>> Begin

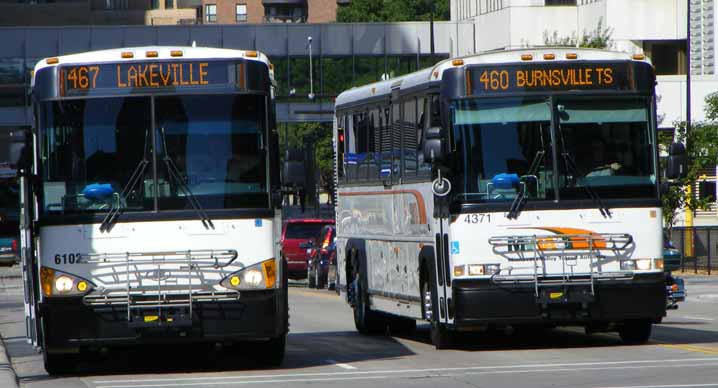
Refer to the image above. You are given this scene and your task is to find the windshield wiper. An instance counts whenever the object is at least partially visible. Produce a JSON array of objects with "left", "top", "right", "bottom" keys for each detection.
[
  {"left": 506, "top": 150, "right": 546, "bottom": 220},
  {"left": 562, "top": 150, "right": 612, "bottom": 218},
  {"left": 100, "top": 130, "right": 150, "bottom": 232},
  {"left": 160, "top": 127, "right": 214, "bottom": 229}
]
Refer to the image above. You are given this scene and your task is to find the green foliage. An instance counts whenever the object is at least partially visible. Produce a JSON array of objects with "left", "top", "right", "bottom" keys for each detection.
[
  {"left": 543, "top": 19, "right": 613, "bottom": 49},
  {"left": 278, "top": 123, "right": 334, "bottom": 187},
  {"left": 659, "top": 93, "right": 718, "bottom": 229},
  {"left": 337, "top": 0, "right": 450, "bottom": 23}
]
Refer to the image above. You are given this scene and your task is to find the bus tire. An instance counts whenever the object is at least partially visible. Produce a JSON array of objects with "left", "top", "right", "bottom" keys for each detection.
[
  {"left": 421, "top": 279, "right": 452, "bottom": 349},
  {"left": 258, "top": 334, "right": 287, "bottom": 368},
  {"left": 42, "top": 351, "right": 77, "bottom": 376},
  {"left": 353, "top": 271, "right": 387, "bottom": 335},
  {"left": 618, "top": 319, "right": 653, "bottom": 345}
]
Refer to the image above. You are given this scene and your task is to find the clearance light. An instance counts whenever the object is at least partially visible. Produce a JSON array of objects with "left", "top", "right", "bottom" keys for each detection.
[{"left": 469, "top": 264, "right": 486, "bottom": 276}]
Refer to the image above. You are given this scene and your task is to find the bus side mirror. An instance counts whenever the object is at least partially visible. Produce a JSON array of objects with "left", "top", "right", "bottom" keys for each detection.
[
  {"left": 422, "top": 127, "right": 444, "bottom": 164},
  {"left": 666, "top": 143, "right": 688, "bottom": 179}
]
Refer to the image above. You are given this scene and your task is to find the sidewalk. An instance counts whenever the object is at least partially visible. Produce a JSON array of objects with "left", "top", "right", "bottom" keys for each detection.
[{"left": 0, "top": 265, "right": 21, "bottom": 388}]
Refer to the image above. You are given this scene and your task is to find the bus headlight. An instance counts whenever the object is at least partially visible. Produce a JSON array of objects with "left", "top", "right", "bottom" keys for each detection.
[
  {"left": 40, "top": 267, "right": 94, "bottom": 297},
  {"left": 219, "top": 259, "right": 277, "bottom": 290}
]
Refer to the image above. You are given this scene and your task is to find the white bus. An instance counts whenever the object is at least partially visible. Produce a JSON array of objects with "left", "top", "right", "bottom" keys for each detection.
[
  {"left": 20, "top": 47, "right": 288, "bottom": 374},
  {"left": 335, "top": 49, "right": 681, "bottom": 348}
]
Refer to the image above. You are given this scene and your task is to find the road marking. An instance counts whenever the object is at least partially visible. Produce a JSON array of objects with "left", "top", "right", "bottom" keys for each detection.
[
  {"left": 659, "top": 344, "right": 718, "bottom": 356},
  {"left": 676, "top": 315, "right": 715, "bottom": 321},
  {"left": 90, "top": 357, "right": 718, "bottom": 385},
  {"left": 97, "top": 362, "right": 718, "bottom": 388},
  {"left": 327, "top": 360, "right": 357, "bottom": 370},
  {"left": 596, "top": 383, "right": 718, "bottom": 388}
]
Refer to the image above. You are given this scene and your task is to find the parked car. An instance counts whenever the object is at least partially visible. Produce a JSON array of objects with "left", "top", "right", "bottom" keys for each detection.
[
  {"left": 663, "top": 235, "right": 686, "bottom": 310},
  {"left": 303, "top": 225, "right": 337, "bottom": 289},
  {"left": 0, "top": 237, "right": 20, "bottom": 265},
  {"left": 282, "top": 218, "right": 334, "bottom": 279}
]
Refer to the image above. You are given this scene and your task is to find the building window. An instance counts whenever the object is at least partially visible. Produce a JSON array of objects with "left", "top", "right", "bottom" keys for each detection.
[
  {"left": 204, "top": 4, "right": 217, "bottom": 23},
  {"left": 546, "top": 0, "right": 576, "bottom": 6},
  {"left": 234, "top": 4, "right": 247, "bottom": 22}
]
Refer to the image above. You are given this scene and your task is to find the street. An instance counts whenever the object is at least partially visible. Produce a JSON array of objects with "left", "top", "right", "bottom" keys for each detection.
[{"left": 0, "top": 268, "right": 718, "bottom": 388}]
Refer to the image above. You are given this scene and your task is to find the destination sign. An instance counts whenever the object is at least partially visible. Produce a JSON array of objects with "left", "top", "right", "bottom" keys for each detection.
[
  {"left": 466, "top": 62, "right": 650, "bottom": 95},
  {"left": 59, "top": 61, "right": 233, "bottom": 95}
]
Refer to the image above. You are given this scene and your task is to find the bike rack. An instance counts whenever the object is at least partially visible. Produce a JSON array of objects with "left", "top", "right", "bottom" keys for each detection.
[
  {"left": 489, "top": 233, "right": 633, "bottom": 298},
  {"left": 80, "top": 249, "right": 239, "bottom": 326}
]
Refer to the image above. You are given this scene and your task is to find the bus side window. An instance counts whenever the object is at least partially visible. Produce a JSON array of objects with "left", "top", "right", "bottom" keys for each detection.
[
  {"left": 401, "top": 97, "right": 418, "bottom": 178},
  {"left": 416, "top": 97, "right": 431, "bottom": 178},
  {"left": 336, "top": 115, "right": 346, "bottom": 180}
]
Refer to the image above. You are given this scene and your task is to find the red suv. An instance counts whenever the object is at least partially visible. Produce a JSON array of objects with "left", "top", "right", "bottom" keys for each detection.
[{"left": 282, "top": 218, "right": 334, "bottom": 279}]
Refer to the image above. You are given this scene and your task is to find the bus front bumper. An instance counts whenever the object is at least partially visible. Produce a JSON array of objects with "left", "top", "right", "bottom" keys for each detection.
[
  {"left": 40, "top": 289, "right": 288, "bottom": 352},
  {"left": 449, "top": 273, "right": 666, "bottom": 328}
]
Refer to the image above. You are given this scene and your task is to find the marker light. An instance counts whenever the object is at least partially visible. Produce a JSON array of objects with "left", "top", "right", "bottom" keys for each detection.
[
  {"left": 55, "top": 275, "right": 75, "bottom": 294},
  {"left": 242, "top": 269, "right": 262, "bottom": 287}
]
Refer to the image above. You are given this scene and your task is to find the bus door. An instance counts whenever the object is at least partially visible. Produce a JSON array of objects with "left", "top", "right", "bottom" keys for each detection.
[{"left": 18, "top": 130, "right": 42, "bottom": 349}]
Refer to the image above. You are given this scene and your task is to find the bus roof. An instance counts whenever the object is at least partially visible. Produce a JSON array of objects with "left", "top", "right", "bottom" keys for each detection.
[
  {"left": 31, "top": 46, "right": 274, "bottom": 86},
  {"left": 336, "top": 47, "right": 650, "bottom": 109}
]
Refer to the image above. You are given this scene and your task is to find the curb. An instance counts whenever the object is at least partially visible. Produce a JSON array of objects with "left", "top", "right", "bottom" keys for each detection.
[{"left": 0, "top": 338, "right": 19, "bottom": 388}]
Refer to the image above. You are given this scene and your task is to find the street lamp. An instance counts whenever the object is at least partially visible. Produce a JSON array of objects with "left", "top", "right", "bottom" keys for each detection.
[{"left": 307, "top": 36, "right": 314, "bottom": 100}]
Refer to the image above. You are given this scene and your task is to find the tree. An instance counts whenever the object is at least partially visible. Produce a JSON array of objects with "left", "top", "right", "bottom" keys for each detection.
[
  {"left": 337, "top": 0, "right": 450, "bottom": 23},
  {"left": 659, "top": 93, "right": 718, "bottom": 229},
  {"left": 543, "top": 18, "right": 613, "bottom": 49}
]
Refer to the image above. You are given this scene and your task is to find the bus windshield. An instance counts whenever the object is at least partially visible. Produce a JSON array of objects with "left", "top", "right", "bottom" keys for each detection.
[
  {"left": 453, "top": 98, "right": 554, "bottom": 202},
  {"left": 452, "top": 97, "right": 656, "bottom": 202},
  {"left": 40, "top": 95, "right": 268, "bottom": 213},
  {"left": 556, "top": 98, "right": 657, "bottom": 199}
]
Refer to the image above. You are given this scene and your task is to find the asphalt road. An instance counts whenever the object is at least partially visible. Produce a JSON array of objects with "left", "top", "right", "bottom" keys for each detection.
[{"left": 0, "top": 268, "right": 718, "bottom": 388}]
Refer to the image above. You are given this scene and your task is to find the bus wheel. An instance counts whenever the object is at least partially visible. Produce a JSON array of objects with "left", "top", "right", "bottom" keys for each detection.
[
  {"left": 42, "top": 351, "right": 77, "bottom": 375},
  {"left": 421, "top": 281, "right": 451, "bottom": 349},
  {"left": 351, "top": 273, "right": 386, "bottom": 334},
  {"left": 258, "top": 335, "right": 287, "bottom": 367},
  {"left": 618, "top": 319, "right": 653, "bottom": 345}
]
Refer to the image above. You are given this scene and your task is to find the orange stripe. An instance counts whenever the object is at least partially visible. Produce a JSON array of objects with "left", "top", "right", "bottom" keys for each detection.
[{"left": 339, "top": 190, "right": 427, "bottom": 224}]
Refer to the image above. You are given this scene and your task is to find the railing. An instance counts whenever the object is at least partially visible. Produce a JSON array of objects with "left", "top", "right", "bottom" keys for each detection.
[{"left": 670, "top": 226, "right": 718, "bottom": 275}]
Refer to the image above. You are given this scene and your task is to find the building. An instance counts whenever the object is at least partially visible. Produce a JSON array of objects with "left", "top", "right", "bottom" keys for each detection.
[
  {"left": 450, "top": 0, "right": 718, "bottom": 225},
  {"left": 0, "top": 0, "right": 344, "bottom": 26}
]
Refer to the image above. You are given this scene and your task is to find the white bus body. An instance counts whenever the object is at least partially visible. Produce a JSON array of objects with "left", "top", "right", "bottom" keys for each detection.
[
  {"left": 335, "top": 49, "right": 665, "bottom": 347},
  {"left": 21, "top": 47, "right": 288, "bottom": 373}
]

>> End

Extract every line of the rows above that contains the string "building", treating uppercase and lowercase letters as distinct.

The completed task
Refer to the image above. You are given this scene and your task is to find the building window. An instance counts whenever the object is at least partially visible. Produce a JSON array of objects with "left", "top", "right", "bottom" keys for each detection.
Refer to the image above. You are given this scene and your task is to find the building. An instance counts whenever the object is at least partially visible. Produce a JSON array of objects with "left", "top", "right", "bottom" keys for each detection.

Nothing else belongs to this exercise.